In how many lines of the records below does the word "distant" appear? Reply with the number alone.

* START The data *

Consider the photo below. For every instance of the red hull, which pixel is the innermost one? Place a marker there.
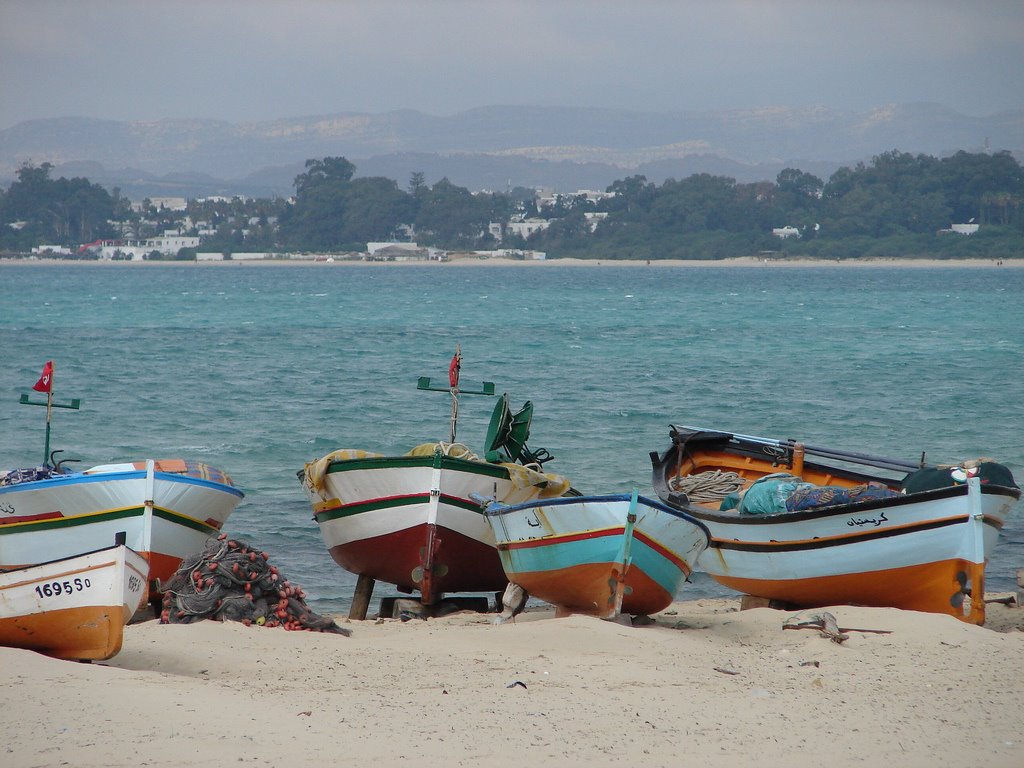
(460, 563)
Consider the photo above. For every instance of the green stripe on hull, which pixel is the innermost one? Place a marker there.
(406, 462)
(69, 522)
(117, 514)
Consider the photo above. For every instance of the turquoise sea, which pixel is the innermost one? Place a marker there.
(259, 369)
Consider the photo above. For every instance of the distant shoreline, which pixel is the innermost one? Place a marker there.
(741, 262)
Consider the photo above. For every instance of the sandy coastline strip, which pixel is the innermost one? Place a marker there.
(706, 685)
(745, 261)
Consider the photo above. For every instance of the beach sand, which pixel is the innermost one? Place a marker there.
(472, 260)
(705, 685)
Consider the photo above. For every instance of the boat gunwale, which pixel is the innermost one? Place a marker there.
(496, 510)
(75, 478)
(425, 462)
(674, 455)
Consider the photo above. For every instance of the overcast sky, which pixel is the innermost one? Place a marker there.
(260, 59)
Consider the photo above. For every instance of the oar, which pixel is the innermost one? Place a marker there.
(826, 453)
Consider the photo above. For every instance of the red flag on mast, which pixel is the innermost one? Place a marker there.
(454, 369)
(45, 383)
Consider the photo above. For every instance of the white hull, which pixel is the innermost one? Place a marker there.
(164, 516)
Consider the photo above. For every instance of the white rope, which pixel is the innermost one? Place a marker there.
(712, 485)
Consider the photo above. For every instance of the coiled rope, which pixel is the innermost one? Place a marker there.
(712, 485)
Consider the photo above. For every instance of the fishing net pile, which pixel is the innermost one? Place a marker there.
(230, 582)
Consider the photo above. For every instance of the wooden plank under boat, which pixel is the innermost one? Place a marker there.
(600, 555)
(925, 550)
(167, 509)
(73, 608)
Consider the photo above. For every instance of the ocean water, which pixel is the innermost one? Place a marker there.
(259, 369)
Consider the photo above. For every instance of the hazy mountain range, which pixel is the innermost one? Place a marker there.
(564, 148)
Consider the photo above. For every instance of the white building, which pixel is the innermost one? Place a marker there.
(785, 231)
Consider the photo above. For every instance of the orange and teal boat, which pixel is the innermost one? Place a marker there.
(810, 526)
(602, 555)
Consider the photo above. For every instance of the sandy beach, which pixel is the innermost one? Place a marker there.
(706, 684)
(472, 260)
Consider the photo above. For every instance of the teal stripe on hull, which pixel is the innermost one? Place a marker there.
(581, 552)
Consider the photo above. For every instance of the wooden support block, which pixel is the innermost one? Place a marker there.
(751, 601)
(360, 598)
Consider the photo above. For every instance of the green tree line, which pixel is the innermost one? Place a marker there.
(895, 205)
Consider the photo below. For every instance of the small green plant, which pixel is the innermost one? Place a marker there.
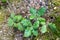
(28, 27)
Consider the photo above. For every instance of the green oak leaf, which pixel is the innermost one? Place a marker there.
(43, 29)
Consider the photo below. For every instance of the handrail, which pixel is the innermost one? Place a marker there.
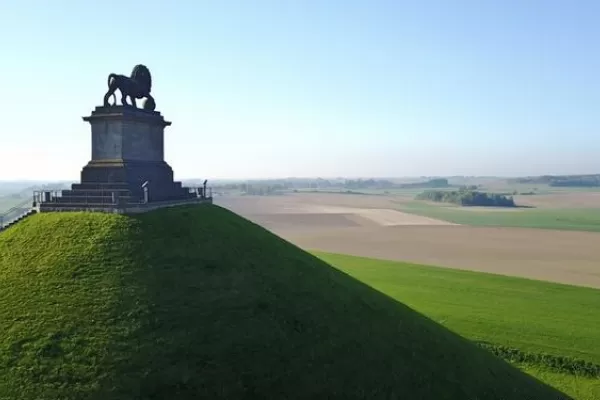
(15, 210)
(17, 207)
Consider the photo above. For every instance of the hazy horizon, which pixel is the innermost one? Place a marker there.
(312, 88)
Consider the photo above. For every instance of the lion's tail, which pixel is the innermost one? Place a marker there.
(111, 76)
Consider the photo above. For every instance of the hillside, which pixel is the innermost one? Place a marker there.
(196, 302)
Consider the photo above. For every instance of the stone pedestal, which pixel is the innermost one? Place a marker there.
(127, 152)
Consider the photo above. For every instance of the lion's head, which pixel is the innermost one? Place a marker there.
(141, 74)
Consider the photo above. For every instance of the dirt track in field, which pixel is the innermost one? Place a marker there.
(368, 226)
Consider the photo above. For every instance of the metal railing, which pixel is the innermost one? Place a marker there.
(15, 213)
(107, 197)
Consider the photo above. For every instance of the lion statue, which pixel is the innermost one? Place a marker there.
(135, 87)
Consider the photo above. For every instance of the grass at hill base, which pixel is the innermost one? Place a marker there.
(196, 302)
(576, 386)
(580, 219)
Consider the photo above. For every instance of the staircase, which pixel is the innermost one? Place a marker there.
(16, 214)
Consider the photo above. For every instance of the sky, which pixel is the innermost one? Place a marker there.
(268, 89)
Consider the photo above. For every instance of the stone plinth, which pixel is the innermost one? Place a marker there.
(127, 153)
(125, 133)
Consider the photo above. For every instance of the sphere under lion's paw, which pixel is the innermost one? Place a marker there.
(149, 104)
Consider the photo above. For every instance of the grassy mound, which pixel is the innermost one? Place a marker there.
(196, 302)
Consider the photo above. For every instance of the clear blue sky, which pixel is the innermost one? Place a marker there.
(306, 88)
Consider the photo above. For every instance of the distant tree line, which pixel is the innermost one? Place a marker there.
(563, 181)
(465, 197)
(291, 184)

* END The data *
* START The data *

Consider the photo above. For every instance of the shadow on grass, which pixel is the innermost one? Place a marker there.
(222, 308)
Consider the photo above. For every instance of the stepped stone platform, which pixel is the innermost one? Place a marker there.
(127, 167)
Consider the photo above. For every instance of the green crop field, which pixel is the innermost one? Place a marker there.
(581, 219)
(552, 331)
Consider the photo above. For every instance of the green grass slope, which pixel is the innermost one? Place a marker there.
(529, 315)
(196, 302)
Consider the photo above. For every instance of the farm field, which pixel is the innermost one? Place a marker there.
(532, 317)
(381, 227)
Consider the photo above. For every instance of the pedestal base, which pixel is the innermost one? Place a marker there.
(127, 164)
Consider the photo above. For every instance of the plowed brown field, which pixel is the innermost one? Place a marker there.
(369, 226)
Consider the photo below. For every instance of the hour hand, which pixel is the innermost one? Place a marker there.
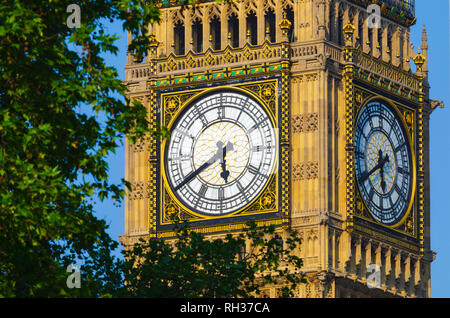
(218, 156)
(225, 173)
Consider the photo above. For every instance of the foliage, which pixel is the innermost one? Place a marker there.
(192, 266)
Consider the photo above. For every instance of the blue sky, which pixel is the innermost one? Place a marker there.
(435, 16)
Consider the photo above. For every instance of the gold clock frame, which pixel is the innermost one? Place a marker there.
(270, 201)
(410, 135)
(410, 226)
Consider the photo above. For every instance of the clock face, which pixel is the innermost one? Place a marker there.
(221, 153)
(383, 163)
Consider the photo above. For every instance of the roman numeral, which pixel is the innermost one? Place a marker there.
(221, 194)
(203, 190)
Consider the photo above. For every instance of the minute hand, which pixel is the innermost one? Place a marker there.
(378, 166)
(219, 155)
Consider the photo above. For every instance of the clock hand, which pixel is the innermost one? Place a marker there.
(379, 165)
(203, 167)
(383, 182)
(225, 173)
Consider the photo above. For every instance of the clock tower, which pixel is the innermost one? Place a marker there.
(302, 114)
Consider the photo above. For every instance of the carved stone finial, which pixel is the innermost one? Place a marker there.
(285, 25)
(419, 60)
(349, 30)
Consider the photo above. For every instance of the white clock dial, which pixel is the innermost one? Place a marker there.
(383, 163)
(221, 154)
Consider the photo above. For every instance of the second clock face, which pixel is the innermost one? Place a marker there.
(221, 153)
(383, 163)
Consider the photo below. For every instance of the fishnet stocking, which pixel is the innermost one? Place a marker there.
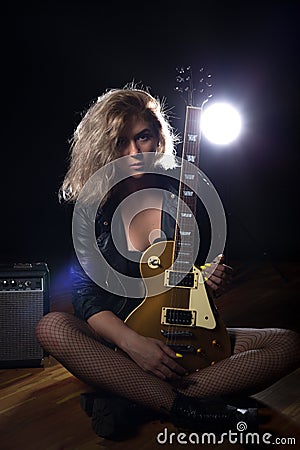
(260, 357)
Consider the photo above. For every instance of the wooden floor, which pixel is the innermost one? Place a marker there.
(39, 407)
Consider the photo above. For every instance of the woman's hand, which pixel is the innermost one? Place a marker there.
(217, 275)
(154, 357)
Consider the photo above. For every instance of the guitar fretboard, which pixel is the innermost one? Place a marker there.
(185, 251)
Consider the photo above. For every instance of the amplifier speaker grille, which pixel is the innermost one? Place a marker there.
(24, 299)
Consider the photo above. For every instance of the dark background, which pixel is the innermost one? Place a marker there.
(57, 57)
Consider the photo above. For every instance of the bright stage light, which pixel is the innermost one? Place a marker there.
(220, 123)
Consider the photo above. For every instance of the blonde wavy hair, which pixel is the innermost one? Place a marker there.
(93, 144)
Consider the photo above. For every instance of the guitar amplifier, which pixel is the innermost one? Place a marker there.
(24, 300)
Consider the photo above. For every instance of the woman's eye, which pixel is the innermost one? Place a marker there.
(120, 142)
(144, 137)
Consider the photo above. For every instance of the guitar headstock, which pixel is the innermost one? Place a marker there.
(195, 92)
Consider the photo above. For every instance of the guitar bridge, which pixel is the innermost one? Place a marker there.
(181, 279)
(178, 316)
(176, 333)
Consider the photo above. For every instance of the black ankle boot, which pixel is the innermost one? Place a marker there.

* END The data *

### [Answer to the task]
2